◆ EXTRACTED RECORDS:
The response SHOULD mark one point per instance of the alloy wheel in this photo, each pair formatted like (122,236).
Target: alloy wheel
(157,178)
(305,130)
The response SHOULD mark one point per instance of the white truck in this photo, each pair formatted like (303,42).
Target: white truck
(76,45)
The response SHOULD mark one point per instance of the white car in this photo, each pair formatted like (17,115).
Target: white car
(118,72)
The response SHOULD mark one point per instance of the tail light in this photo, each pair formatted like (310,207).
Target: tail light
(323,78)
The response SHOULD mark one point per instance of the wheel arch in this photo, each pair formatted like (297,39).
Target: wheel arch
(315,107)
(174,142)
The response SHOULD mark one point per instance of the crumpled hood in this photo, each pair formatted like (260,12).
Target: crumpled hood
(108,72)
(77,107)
--
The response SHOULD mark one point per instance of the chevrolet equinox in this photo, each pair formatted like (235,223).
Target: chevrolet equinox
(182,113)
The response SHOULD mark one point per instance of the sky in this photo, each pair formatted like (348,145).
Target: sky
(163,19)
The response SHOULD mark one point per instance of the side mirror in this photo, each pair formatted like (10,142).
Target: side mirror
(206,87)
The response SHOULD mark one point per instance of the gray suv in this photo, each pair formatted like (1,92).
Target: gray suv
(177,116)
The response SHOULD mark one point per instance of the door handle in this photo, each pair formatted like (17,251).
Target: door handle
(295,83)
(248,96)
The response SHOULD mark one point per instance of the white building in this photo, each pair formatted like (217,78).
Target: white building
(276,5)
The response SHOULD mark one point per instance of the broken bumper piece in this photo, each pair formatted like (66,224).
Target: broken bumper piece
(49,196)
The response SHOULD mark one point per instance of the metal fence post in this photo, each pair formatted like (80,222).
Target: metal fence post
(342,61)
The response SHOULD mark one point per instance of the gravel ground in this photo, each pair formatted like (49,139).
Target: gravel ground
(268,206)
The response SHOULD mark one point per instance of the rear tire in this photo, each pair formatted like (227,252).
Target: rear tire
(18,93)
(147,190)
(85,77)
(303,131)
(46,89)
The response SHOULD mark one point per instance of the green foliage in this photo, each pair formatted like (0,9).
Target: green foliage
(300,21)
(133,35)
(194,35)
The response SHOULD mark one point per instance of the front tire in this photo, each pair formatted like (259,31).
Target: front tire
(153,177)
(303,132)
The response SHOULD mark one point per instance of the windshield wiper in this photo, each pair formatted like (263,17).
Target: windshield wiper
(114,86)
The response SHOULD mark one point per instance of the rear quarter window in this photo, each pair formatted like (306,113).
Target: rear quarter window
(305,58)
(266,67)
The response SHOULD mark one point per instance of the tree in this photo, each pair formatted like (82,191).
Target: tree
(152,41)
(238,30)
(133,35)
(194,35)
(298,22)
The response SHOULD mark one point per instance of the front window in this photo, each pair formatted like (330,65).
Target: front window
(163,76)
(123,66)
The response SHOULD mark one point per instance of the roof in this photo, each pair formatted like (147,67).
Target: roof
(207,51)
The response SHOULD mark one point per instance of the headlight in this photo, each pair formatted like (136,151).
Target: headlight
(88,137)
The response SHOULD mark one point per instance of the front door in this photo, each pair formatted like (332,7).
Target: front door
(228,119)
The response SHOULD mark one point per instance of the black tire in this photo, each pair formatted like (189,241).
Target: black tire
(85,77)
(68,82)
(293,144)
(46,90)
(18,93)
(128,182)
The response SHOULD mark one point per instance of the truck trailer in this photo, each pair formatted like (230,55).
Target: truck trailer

◆ ABOUT THIS TASK: Taking the entries above, write out exactly the lines starting with the line containing "The response SHOULD mark one point per instance of the tree" and going on through the line containing "The response SHOULD mark one point per instance of the headlight", both included, and nothing else.

◆ TASK RESULT:
The response SHOULD mark one point per instance of the tree in this photo, each pair formatted like (82,191).
Target: tree
(152,41)
(238,30)
(133,35)
(194,35)
(298,22)
The response SHOULD mark one point per instance of the front window in this photo, each pair formatted like (330,65).
Target: front window
(163,76)
(123,66)
The response SHOULD mark one point per instance of the roof in this photo, each pair formatted like (147,67).
Target: roof
(207,51)
The response SHOULD mark one point per instance of the headlight in this photo, each pair formatted like (136,151).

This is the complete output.